- Dalby Springs Location within Texas Dalby Springs Location within the United States
- Coordinates: 33°22′08″N 94°40′47″W﻿ / ﻿33.36889°N 94.67972°W
- Country: United States
- State: Texas
- County: Bowie
- Elevation: 312 ft (95 m)
- Time zone: UTC-6 (Central (CST))
- • Summer (DST): UTC-5 (CDT)
- Area codes: 903 & 430
- GNIS feature ID: 1379631

= Dalby Springs, Texas =

Unincorporated community in Bowie County, Texas, United States

Dalby Springs is a small unincorporated community in Bowie County, Texas, United States. According to the Handbook of Texas, the community had a population of 141 in 2000. It is located within the Texarkana metropolitan area.

==History==
The community was named for its nearby hot springs. Dalby Springs was first settled around 1839 when Warren Dalby and his family came to the area and became a town around 1856 when the springs were said to have "medicinal properties", causing people to come to the area to drink the water. A post office was established at Dalby Springs in 1860, with Joseph G. Dalby as the postmaster. There were other buildings to accommodate travelers in the area. There were 250 residents in the community served by a church, five mills, and five gins in 1884. A newspaper called the Guest was established in the 1890s. Its population fell to 186 by the start of the 20th century and remained around that level until it plunged to 50 in the 1950s. It went up to 60 in 1984, but there were no businesses in operation. Its population was 141 in 1990 and 2000.

==Geography==
Dalby Springs is located on Farm to Market Road 561 off US Highway 259, 12 mi south of DeKalb and 16 mi southwest of New Boston in southwestern Bowie County.

==Education==
Dalby Springs had its own school in 1884. Today, the community is served by the DeKalb Independent School District.

▶ INFORMATION SHOWN
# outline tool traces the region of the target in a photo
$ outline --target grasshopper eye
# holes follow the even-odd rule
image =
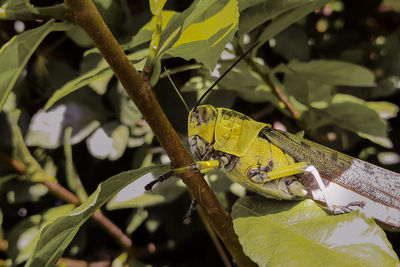
[[[200,121],[207,122],[211,118],[211,110],[207,108],[199,108]]]

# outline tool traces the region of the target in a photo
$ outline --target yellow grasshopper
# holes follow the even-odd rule
[[[386,228],[400,229],[400,174],[273,129],[239,112],[199,106],[250,50],[221,75],[189,113],[188,141],[200,161],[172,170],[146,189],[177,173],[222,168],[234,182],[266,197],[309,197],[325,202],[334,214],[360,208]]]

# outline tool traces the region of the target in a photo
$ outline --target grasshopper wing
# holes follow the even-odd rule
[[[295,161],[314,165],[321,177],[400,210],[400,174],[288,132],[265,127],[260,135]]]

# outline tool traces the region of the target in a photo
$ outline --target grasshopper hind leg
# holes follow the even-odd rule
[[[322,195],[325,198],[326,206],[328,207],[329,211],[333,214],[343,214],[352,211],[354,208],[352,207],[359,207],[363,208],[365,206],[364,201],[355,201],[355,202],[350,202],[347,205],[335,205],[329,196],[325,184],[322,181],[321,176],[319,175],[318,170],[312,166],[309,165],[305,170],[304,170],[305,175],[312,175],[314,180],[318,183],[319,189],[322,192]]]

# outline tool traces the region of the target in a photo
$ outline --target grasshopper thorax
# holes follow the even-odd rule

▶ PROBLEM
Repeat verbatim the part of the Dalby Springs text that begins with the words containing "- Time zone: UTC-6" and ends with "Texarkana metropolitan area.".

▶ WORKED SOLUTION
- Time zone: UTC-6 (Central (CST))
- • Summer (DST): UTC-5 (CDT)
- Area codes: 903 & 430
- GNIS feature ID: 1379631

= Dalby Springs, Texas =

Unincorporated community in Bowie County, Texas, United States

Dalby Springs is a small unincorporated community in Bowie County, Texas, United States. According to the Handbook of Texas, the community had a population of 141 in 2000. It is located within the Texarkana metropolitan area.